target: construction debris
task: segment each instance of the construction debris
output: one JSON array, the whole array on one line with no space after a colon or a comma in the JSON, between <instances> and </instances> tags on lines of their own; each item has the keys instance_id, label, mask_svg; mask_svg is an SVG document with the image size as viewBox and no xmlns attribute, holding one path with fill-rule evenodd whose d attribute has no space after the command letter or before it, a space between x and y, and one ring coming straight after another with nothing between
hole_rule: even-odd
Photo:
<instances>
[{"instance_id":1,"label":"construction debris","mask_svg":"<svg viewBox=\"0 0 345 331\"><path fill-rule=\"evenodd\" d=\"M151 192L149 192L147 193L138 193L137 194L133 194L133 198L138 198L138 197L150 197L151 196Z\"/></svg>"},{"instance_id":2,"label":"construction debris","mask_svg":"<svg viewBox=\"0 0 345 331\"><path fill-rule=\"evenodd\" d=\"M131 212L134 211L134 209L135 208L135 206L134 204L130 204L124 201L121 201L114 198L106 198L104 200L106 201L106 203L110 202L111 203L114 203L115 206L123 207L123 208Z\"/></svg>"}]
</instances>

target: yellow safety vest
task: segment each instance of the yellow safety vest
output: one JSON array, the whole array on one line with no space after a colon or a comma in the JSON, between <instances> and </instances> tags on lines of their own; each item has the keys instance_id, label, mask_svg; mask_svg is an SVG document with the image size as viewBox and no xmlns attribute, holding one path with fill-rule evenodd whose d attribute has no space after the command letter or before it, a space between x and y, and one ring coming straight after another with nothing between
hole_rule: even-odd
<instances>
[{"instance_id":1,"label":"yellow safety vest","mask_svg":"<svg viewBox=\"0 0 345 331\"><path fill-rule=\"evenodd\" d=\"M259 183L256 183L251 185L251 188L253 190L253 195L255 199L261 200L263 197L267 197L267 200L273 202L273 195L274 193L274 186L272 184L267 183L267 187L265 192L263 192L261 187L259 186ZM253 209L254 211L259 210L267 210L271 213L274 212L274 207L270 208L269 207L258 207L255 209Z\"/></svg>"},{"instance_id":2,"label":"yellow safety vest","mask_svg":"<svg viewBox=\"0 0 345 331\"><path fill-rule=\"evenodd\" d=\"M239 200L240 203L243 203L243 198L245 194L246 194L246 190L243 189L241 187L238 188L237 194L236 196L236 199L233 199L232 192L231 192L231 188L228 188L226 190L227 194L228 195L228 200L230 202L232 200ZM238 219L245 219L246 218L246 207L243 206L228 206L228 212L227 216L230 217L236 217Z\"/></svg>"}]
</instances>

^^^^^^^^

== WHAT IS REQUIRED ==
Count the lines of the items above that contain the word "construction", treating uppercase and lowercase as different, and give only that number.

== WRITTEN ANSWER ==
3